TEXTAUSZUG ::
Zufällig ein zweites schiff im Dockbereich?

Oder schon alle Itemslots voll im Schiff?


----------



## midnight (20. Mai 2010)

Falls dein Schiff voll ist, landet das benötige Item neben dem Schiff im Wasser, einfach einsammeln 

so far


----------



## nonamehero95 (20. Mai 2010)

das schiff ist komplett leer (ladekammern nur)
aber normal sollte der das doch dann in einen freien laderaum legen, oder ?
es stand zwar mit anderen schiffen vor dem kontor, aber den rest hab ich weggeschickt und dann das alleine wieder zurück


----------



## iRaptor (20. Mai 2010)

Hast du auch auf die kleinen Menschen im Meer draufgeklickt?
Nur hinfahren reicht nicht.


----------



## Herbboy (21. Mai 2010)

nonamehero95 schrieb:


> das schiff ist komplett leer (ladekammern nur)
> aber normal sollte der das doch dann in einen freien laderaum legen, oder ?
> es stand zwar mit anderen schiffen vor dem kontor, aber den rest hab ich weggeschickt und dann das alleine wieder zurück


Mal ne vlt dumme Frage: ist die "Entermannschaft" vlt. schon gesockelt worden, vlt. auch bei einem Deiner anderen Schiffe, die kurz beim Kontor waren? Du hast ja rechts bei nem Schiff auch mind. einen Slot für ein Item wie zB besseres Segel oder bessere Kanonen. DA kommt auch die "Entermannschaft" rein, das ist ein Symbol mit so nem 4-Fach Haken oder so - KEINE Personen als Symbol. Wenn da ein Slot frei war, als Du beim Kontor angekommen bist, dann wurde die Entermannschaft nämlich direkt in den Slot abgelegt und nicht im Laderaum.

Um das gegnerische Schiff dann zu entern musst dann mit Deinem Schiff das Zielschiff überholen bzw. den Weg abschneiden und dann auf den Haken klicken, dann mit der Maus auf das Schiff. Dann schiesst Dein Schiff so Seile ab und zieht das andere an sich ran, nach ner Weile hast du es erfolgreich geentert.


----------



## nonamehero95 (21. Mai 2010)

ich kenne das symbol des enterhakens. wenn ich mitder maus über das symbol des auftrags fahre zeigt der mir immer noch den kontor an; und die meldung das der sultan mir die mannschaft überlässt kommt nicht


----------

BEREITGESTELLTE ZEILEN ::
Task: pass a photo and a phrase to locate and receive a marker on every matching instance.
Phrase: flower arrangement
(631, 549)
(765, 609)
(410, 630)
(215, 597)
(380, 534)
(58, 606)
* * *
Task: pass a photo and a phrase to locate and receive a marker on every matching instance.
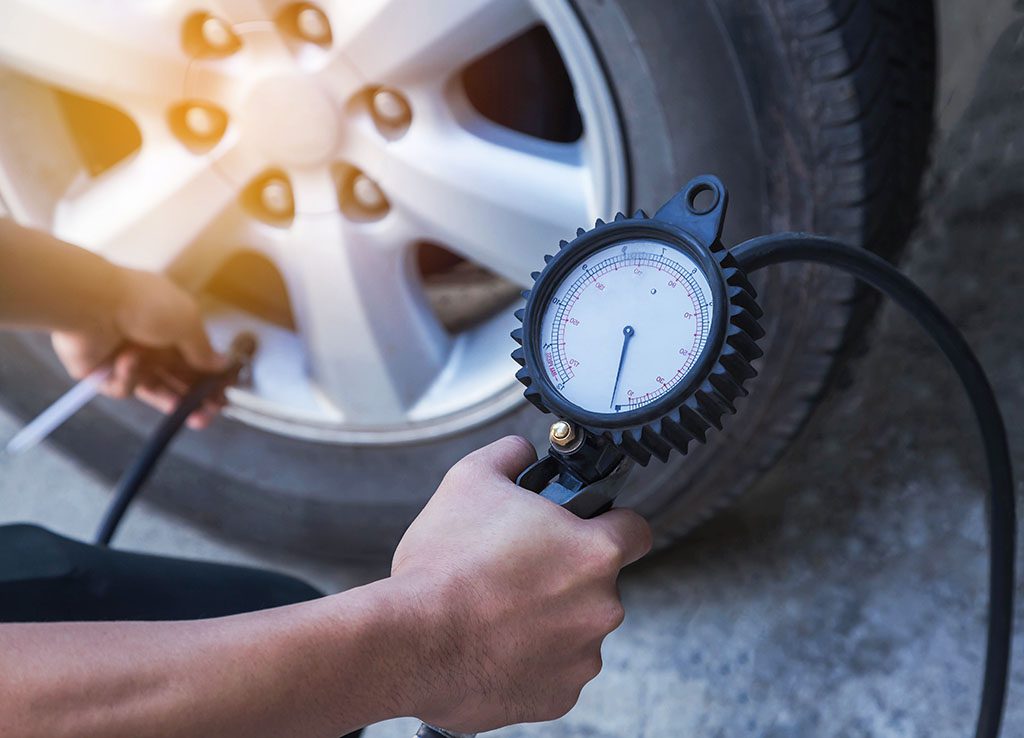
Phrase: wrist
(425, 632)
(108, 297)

AUFGABE A ::
Was geschieht laut dem Forenauszug mit dem benötigten Item, wenn das Schiff voll ist?
AUFGABE B ::
Entnehmen Sie dem Forenauszug wortgetreu die Passage, die bei „Um das gegnerische“ beginnt und bei „nonamehero95 (21. Mai 2010)“ endet.
Die Zeilen sind hierfür ohne Bedeutung.

ANTWORT A ::
Es landet neben dem Schiff im Wasser und muss dort eingesammelt werden.

ANTWORT B ::
Um das gegnerische Schiff dann zu entern musst dann mit Deinem Schiff das Zielschiff überholen bzw. den Weg abschneiden und dann auf den Haken klicken, dann mit der Maus auf das Schiff. Dann schiesst Dein Schiff so Seile ab und zieht das andere an sich ran, nach ner Weile hast du es erfolgreich geentert.


----------



## nonamehero95 (21. Mai 2010)